(Segmentation data)
════════

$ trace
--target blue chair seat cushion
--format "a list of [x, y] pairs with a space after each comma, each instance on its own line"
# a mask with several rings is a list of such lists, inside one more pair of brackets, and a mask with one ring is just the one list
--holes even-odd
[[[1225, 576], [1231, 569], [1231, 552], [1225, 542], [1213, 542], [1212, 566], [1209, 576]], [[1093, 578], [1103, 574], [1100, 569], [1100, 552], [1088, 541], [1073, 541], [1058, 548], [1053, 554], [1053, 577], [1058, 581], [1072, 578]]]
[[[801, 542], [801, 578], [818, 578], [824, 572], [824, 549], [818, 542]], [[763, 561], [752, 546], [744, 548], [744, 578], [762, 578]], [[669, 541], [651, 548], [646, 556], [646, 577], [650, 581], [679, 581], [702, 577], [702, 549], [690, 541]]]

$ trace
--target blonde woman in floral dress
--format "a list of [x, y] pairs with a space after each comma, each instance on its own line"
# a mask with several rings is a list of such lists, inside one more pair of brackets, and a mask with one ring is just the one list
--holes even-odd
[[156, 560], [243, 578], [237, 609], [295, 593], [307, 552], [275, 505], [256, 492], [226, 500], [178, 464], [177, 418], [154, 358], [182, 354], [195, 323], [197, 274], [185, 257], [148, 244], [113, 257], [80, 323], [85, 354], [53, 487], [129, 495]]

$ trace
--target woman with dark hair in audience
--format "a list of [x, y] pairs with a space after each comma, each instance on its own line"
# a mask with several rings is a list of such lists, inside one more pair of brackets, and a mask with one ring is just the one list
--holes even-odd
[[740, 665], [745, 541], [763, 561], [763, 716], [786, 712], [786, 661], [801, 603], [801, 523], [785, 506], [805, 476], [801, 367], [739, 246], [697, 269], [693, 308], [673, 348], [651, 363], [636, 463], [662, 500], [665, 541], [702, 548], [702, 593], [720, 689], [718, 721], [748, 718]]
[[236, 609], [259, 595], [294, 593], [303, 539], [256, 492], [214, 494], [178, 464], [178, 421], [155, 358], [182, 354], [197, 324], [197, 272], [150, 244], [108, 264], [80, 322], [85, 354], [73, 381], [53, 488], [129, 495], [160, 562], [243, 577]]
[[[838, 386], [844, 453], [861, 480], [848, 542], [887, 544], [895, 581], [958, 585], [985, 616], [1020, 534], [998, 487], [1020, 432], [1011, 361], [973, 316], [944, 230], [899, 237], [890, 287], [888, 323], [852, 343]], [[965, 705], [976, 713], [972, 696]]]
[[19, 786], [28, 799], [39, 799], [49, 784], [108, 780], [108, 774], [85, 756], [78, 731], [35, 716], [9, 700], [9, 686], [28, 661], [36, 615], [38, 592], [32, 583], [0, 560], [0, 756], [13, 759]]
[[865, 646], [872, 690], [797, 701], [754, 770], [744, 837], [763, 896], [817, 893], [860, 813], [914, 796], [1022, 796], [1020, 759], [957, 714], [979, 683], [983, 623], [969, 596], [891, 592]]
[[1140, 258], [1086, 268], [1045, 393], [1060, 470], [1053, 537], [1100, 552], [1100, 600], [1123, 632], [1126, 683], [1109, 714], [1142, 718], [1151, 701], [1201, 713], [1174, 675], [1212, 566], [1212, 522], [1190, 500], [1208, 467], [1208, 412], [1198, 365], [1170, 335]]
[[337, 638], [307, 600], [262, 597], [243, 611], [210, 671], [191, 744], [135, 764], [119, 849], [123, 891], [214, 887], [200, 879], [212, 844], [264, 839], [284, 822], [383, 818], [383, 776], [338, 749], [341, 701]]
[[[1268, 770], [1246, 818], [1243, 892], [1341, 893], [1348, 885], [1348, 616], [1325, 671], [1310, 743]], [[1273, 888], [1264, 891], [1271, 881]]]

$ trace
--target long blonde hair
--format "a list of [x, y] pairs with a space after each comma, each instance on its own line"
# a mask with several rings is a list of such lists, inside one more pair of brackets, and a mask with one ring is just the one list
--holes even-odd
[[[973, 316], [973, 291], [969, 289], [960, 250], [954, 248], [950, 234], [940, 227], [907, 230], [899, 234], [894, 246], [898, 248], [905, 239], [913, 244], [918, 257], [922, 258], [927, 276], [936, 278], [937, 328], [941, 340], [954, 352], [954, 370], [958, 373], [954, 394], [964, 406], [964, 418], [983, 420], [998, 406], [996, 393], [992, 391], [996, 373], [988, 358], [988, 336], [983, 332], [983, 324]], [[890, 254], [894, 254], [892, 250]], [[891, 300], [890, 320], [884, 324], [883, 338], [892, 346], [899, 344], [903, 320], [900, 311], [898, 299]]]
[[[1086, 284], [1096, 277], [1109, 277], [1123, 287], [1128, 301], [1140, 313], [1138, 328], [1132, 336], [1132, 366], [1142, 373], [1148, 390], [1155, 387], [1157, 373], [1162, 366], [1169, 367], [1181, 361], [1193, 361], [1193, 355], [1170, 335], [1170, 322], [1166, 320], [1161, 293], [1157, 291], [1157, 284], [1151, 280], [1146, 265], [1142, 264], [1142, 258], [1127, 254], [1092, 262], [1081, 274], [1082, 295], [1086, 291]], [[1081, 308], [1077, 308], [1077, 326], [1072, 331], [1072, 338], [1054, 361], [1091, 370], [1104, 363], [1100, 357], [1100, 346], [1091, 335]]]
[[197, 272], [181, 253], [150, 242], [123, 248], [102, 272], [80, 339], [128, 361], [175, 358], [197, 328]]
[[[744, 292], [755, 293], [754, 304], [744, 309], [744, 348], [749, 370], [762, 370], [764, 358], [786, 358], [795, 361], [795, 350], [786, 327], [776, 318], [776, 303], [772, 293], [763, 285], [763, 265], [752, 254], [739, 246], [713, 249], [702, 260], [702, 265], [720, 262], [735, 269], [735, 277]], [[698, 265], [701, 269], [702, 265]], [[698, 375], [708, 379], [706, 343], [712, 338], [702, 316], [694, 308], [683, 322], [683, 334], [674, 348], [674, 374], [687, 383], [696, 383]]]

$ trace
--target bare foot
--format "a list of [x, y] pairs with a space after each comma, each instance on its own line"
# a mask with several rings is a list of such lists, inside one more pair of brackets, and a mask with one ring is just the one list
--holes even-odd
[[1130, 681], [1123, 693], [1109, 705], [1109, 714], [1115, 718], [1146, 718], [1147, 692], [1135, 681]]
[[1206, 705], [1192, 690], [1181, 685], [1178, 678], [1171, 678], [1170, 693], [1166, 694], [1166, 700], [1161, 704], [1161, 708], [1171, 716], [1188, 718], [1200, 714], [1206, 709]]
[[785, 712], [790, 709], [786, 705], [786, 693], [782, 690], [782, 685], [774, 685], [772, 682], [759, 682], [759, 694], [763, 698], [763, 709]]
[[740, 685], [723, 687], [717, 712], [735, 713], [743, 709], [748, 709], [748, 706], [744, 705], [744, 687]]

════════

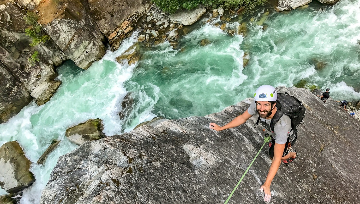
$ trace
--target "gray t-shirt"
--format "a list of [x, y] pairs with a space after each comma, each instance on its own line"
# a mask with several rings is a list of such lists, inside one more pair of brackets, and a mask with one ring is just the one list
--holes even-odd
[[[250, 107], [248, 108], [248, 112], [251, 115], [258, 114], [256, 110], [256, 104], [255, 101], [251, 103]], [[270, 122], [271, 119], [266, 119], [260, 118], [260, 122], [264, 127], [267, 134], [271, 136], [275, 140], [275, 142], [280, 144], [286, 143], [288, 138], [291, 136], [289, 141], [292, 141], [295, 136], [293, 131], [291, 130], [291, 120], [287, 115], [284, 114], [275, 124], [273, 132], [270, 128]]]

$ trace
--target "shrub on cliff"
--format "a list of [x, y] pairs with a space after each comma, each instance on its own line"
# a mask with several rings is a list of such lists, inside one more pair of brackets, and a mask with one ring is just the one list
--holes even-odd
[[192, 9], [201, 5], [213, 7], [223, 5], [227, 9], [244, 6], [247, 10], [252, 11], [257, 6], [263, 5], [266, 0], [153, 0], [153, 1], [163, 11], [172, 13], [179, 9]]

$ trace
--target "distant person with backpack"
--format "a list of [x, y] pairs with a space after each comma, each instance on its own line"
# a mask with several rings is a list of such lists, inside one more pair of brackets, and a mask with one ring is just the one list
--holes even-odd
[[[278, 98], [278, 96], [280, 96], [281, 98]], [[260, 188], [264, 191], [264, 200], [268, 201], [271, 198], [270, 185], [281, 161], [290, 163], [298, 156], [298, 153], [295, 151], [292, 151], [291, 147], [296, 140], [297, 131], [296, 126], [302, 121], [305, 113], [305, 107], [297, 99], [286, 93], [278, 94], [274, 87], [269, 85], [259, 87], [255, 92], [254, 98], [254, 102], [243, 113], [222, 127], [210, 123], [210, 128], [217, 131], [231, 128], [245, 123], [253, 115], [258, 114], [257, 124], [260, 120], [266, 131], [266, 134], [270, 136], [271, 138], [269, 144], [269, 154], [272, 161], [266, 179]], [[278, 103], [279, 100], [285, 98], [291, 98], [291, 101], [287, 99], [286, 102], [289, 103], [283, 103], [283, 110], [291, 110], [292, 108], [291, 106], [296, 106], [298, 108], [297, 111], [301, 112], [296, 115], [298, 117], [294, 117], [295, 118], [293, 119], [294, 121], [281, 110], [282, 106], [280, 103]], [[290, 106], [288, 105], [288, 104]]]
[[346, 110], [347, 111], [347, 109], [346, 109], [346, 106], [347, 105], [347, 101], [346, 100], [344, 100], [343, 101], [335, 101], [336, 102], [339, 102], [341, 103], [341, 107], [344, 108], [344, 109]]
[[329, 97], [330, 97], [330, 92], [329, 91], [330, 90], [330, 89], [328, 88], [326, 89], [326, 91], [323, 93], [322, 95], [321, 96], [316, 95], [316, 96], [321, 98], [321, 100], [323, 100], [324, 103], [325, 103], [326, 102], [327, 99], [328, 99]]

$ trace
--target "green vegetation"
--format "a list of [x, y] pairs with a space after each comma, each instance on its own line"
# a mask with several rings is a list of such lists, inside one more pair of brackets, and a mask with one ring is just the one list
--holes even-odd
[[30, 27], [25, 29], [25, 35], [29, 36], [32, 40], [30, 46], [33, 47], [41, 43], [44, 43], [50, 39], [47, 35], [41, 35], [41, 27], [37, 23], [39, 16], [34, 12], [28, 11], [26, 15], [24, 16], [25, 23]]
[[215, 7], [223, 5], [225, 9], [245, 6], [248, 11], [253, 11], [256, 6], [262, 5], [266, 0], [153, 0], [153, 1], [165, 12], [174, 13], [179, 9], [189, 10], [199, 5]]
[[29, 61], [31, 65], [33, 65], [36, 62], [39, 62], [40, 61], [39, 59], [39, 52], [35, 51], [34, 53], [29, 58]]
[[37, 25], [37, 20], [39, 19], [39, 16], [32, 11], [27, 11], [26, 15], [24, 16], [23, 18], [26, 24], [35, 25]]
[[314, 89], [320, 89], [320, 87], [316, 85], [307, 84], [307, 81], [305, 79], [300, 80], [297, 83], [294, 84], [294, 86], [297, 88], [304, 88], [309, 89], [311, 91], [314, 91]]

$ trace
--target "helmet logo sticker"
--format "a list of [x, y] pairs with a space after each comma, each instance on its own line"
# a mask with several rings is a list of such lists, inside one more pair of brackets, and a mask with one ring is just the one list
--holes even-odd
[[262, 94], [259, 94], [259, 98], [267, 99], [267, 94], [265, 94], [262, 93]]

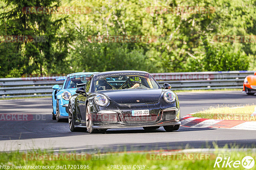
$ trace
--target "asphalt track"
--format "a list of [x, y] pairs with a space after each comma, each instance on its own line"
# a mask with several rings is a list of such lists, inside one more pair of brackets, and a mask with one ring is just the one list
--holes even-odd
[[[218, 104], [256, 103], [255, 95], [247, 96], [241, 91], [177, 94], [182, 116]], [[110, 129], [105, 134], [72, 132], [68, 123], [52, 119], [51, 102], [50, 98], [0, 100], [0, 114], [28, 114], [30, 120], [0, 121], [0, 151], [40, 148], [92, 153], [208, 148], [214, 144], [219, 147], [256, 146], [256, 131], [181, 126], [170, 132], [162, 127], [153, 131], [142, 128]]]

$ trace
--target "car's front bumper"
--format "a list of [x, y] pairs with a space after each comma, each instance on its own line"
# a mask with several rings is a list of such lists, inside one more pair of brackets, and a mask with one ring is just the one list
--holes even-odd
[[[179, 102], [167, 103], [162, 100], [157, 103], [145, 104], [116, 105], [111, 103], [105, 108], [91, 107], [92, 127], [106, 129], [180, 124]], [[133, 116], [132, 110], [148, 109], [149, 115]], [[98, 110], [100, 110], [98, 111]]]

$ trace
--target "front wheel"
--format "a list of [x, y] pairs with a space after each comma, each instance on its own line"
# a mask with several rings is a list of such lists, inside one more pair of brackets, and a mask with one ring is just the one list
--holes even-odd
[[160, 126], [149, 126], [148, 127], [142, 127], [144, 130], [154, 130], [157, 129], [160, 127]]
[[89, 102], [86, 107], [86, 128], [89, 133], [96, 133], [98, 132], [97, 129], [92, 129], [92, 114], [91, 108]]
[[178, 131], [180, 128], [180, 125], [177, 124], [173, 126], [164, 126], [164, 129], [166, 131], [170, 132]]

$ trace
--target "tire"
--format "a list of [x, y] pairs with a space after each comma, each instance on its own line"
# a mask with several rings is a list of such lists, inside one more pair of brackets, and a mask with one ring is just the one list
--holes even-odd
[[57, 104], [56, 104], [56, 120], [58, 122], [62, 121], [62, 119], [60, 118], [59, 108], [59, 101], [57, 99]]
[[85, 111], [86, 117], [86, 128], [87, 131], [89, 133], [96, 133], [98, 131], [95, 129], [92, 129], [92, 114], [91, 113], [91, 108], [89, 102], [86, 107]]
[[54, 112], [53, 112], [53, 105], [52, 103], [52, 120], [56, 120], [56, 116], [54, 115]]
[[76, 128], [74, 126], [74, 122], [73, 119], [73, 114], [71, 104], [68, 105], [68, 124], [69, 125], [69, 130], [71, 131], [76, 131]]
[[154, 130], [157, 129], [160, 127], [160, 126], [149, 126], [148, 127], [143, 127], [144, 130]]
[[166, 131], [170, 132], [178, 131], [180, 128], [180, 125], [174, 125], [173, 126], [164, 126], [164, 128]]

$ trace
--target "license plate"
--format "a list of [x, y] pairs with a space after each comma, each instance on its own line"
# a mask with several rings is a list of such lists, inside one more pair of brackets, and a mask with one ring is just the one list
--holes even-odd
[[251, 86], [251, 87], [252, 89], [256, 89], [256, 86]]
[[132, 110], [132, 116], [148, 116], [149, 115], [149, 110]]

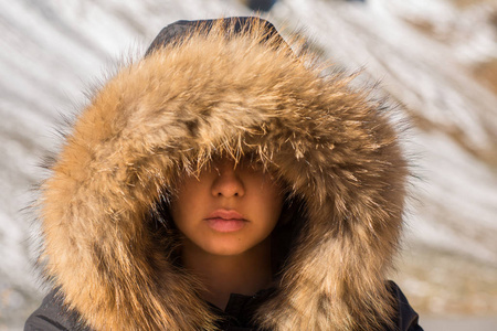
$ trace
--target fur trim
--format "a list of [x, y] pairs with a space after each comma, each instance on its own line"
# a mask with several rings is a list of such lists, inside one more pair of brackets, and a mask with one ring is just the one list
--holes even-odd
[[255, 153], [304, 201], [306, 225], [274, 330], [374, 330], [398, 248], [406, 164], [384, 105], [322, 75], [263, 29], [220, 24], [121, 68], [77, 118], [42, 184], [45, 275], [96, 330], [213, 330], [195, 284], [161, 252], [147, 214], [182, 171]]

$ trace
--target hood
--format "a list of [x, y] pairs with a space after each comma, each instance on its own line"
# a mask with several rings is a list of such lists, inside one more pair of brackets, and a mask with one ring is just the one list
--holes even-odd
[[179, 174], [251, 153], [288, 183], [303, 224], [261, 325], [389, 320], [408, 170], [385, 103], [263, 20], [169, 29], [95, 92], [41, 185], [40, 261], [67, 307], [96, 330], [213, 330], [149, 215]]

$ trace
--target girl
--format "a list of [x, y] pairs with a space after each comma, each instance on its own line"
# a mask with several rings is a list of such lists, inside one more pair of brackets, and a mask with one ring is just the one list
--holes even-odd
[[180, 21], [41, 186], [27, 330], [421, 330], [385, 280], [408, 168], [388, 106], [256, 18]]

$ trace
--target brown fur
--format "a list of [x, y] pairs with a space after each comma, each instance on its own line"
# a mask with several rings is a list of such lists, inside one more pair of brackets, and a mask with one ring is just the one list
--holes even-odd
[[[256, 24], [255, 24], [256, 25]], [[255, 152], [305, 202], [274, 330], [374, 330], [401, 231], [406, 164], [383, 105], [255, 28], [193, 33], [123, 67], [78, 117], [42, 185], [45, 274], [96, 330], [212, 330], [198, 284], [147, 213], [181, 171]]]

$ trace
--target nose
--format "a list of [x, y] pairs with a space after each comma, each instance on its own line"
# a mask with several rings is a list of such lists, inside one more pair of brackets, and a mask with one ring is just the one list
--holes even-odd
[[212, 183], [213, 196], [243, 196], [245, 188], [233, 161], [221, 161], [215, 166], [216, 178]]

════════

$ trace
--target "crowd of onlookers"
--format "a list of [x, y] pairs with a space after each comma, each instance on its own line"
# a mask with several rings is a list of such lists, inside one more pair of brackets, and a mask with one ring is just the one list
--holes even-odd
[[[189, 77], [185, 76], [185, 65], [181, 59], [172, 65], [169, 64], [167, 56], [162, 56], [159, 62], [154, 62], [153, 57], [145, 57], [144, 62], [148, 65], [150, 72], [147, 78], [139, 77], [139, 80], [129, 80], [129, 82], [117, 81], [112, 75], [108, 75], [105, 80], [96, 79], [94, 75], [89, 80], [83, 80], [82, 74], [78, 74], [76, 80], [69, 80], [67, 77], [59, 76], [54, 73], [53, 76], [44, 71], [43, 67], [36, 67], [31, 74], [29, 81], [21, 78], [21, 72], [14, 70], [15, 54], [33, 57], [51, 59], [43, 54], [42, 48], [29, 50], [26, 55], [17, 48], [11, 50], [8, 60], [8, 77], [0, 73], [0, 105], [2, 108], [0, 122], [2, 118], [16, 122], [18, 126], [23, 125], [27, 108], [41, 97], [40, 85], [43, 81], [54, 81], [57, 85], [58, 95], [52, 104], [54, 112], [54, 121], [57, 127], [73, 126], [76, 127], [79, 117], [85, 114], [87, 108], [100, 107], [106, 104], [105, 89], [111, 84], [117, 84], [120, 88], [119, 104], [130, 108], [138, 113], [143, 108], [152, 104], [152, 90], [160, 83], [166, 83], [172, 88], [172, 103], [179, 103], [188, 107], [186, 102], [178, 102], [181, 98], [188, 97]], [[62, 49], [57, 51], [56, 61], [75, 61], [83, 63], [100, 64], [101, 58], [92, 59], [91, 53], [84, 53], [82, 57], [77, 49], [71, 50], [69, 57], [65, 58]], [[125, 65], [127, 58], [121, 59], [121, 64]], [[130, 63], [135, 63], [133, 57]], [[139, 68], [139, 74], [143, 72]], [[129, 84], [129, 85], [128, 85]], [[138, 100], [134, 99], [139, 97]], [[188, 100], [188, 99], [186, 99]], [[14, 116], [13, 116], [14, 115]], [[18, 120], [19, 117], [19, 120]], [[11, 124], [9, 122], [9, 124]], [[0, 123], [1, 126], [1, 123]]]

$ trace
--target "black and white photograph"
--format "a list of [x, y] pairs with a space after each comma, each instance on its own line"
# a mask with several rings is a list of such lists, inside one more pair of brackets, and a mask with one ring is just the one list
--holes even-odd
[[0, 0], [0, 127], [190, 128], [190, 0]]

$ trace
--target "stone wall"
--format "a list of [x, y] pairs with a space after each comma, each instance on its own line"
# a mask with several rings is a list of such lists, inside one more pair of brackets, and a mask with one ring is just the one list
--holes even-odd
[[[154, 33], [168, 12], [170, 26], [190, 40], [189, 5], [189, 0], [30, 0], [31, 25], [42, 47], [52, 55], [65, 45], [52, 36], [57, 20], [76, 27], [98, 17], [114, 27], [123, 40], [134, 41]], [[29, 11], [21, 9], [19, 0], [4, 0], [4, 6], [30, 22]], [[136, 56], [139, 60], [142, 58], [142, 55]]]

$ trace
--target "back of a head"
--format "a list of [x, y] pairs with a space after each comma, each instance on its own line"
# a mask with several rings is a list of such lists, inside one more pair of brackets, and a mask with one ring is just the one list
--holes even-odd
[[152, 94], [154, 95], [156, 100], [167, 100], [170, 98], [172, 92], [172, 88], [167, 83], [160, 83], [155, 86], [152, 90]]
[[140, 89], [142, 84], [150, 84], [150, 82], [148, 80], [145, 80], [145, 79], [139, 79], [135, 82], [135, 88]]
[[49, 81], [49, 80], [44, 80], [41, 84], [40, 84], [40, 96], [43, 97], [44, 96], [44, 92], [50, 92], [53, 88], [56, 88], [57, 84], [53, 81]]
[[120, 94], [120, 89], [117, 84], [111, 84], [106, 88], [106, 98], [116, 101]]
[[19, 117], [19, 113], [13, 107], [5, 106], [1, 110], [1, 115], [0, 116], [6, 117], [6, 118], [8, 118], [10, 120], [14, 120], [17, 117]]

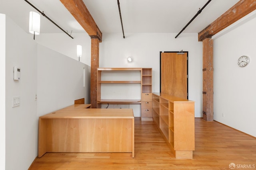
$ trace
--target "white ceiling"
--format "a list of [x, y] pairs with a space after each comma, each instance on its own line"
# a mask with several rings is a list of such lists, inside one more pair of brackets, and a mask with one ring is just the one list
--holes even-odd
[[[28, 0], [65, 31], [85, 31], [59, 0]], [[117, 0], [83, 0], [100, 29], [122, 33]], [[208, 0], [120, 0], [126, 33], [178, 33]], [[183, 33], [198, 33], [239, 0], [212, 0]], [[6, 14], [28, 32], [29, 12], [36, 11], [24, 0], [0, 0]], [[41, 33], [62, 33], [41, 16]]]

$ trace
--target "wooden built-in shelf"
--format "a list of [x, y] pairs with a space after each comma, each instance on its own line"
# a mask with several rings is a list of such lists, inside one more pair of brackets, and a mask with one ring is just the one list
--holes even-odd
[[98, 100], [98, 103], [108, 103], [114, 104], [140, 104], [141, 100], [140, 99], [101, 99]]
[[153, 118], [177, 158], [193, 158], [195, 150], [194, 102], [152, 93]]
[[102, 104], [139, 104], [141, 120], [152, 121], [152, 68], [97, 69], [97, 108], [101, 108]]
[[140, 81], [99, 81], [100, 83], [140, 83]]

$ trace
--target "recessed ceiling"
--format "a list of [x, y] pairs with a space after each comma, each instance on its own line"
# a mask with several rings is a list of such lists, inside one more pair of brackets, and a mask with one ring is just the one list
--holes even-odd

════════

● **PROBLEM DETAILS**
How many lines of the records contain the string "white"? Give only the number.

● **TASK RESPONSE**
2